## Required action
Wherever a line in the data holds the word "lawn", pull that line out.

[Records supplied Boundary: Start]

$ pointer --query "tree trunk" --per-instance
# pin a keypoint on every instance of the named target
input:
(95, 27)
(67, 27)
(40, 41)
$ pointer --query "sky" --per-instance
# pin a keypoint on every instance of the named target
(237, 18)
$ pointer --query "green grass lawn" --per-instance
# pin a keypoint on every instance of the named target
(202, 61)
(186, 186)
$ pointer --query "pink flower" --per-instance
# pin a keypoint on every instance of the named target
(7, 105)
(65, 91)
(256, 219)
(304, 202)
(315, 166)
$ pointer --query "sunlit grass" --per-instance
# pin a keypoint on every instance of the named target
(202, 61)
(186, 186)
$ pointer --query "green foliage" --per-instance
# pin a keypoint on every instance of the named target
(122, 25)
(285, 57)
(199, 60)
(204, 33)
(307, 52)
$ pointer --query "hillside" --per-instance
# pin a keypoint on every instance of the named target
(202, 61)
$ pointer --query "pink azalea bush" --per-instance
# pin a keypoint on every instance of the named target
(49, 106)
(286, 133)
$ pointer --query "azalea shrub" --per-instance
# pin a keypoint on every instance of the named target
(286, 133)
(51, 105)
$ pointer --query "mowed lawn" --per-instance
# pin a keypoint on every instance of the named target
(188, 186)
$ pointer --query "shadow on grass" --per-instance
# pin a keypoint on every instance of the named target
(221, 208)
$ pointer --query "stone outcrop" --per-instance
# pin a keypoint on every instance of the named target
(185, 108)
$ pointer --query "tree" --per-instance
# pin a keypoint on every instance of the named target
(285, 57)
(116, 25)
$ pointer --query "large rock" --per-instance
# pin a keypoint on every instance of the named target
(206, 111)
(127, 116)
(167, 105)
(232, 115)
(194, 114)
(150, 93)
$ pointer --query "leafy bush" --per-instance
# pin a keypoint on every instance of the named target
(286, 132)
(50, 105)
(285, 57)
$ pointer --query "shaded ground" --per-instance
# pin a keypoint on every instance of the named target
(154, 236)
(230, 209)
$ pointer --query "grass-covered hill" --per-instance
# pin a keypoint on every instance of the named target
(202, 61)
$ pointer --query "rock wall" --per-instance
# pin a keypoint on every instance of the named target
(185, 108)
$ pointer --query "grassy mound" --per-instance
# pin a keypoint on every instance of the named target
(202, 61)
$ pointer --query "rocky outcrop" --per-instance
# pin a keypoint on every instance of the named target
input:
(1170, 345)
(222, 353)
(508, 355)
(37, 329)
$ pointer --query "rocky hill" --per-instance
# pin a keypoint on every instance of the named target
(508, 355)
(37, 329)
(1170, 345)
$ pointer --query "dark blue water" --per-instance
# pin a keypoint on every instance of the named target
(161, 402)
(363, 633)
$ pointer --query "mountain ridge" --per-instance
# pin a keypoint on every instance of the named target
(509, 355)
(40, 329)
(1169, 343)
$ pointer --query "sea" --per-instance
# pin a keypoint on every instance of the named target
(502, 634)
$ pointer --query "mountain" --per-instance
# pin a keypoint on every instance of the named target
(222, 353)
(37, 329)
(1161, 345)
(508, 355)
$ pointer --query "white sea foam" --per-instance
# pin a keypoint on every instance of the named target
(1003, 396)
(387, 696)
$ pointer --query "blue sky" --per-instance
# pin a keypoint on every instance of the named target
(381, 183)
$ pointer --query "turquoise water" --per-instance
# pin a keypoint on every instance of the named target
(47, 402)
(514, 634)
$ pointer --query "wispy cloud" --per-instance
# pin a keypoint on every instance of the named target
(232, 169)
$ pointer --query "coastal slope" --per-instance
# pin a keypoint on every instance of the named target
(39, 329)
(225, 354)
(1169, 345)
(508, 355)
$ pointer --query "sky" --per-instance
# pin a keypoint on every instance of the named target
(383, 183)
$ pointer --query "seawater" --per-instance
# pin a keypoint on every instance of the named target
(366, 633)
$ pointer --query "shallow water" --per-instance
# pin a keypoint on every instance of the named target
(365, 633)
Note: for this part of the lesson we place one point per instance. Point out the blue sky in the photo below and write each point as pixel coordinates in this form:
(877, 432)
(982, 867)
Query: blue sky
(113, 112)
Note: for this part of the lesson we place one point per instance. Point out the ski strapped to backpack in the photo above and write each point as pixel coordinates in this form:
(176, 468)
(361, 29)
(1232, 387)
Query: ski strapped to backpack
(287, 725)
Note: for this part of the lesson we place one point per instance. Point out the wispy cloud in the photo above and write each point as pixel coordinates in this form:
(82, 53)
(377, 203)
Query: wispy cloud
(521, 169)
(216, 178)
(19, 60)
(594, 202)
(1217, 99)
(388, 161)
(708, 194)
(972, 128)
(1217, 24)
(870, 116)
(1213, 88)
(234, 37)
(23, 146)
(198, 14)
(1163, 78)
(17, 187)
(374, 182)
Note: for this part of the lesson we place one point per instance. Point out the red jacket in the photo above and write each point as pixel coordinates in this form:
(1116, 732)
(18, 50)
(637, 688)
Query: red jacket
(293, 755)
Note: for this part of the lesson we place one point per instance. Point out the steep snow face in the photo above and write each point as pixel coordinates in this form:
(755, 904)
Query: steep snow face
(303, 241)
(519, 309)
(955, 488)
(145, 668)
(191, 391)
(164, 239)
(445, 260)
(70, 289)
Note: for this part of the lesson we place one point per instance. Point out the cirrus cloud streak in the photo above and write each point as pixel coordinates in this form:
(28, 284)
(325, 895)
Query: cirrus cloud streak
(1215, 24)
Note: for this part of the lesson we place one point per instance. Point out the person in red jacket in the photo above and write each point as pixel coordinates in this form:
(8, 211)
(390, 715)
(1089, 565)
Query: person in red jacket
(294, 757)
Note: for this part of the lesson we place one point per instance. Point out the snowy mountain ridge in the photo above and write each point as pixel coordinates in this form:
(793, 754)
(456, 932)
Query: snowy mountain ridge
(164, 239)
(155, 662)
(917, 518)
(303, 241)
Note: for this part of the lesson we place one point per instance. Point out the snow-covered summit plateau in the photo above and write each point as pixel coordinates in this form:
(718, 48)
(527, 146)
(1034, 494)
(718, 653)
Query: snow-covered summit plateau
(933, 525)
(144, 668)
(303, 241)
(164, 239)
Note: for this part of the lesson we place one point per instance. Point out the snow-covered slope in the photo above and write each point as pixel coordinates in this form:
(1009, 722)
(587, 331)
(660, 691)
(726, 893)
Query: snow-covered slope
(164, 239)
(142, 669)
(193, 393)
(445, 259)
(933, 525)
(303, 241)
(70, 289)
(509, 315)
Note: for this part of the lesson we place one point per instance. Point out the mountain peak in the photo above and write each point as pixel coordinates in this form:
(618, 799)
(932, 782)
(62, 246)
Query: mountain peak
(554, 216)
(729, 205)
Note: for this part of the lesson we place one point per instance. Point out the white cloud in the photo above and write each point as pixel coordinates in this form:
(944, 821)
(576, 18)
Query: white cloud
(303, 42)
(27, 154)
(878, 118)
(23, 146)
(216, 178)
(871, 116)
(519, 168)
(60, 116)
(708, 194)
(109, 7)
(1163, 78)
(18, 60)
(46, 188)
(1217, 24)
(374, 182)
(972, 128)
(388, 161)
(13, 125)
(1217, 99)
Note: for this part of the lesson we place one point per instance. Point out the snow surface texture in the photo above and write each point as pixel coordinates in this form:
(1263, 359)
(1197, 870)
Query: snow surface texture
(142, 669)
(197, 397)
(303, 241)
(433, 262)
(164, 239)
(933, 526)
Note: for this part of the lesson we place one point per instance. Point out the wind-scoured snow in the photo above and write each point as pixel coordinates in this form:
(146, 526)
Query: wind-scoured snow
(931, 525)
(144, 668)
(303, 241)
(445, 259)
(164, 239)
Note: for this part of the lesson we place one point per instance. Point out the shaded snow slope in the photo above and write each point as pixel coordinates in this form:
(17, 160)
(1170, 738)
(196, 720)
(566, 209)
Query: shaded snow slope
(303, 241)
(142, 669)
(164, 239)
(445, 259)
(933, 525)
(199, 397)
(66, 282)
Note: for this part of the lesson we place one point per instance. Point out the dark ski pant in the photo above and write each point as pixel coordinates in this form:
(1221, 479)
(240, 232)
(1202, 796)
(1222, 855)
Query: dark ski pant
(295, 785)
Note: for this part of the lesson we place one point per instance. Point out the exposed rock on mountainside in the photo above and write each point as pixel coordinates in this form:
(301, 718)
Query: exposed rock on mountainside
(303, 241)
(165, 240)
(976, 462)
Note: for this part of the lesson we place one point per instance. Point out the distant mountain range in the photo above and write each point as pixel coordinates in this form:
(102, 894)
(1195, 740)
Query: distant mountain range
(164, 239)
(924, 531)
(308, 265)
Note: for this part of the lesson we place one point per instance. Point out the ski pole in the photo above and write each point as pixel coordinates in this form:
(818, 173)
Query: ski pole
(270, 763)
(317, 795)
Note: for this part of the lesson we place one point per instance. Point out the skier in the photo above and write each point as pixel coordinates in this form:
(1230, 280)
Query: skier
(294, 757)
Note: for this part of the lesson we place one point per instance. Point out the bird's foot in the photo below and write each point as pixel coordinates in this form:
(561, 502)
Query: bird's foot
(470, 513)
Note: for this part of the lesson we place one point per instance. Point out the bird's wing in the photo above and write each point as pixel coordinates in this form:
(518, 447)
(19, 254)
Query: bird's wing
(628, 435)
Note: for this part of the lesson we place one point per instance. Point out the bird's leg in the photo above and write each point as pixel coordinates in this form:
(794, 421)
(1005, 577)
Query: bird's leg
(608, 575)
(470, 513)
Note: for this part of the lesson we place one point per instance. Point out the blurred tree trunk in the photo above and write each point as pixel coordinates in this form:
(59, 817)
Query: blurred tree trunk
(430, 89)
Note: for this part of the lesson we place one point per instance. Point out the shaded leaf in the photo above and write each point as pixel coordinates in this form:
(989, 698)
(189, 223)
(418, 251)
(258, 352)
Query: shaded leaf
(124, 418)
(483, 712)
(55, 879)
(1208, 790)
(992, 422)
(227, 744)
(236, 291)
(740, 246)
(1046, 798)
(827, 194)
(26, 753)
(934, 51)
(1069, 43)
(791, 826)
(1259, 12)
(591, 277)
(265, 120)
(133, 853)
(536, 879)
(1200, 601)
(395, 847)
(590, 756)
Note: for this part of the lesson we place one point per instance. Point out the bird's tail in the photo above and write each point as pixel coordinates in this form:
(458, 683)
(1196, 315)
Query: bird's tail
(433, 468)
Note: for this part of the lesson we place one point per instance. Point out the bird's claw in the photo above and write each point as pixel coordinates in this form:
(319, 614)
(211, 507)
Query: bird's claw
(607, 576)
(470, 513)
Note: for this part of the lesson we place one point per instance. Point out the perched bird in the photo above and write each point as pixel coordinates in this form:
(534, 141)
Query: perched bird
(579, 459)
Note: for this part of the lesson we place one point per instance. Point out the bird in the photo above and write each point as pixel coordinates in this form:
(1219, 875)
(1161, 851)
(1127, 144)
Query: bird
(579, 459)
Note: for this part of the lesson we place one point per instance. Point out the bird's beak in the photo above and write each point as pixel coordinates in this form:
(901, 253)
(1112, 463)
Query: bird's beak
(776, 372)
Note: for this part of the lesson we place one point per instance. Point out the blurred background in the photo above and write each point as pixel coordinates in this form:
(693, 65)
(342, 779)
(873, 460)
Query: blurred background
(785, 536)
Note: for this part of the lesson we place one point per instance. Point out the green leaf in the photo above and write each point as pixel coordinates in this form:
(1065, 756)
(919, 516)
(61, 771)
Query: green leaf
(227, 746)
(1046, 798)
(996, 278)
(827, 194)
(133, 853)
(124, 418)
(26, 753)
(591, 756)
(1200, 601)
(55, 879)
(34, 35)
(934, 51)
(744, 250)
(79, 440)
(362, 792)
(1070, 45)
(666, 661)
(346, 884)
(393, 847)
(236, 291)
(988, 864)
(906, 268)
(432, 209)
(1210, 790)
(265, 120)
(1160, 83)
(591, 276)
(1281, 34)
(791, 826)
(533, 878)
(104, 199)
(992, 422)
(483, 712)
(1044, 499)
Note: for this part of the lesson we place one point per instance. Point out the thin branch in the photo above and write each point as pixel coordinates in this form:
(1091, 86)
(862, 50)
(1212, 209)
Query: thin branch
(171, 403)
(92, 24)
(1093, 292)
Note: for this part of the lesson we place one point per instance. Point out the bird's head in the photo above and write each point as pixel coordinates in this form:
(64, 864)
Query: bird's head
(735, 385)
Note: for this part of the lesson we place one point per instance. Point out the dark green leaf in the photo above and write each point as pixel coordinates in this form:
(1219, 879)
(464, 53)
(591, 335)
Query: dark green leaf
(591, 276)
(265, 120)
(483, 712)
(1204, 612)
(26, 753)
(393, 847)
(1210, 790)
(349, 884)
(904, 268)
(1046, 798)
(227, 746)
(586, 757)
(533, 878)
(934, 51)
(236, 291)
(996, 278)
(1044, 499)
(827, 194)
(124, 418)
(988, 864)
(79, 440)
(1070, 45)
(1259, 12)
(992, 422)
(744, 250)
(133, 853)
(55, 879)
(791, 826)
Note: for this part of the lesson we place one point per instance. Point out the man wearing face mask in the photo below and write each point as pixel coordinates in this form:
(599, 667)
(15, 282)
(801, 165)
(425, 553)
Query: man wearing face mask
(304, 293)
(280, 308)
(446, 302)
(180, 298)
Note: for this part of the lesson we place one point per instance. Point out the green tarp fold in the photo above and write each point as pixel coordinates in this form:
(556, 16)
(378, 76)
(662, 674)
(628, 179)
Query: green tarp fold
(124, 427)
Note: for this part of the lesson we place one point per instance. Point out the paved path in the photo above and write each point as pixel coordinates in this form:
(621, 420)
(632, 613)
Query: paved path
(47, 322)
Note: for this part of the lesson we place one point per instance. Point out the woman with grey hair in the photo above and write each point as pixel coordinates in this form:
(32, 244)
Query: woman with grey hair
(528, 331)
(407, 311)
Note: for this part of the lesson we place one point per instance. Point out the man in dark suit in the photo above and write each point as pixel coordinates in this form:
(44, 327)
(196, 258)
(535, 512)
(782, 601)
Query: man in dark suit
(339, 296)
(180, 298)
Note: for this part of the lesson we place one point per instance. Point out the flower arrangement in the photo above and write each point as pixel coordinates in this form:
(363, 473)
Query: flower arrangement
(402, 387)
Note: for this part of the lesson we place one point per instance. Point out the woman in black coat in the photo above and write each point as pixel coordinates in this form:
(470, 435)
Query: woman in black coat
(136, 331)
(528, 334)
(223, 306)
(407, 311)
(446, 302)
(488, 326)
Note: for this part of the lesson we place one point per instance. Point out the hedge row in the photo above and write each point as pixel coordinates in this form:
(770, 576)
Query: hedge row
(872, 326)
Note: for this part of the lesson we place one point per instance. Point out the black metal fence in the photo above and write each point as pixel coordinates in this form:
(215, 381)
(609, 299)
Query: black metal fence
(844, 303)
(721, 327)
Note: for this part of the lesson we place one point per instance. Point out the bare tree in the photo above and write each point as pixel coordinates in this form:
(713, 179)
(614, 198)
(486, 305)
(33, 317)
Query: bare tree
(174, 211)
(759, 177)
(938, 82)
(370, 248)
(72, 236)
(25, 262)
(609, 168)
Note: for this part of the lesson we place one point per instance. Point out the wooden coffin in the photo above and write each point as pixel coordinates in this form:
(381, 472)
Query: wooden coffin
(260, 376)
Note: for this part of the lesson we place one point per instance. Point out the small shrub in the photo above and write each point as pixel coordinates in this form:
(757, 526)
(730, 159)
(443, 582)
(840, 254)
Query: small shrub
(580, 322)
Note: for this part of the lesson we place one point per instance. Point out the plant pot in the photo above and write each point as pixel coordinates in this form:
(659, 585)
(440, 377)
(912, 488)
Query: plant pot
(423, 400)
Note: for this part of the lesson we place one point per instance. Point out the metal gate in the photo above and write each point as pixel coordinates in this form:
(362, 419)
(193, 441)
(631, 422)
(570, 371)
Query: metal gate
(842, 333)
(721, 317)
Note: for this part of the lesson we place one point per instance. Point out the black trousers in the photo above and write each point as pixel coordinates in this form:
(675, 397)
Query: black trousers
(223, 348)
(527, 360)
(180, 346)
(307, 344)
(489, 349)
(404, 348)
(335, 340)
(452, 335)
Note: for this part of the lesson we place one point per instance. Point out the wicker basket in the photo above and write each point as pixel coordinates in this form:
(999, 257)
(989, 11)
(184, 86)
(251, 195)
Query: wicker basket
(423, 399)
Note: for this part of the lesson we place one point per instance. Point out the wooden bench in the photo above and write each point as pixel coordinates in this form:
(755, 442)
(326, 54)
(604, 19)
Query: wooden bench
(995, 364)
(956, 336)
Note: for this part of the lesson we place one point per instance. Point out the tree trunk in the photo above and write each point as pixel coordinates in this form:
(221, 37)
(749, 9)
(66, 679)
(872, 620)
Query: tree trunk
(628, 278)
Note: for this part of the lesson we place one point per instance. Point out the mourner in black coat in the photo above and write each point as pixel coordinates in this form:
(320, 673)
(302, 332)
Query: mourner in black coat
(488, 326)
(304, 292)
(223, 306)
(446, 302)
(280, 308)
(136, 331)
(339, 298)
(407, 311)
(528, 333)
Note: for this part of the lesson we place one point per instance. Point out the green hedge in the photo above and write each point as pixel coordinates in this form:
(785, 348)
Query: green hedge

[Records supplied Boundary: End]

## Worked solution
$ pointer --query "green grass lawn" --per-instance
$ pointer --query "mowed lawn" --per-instance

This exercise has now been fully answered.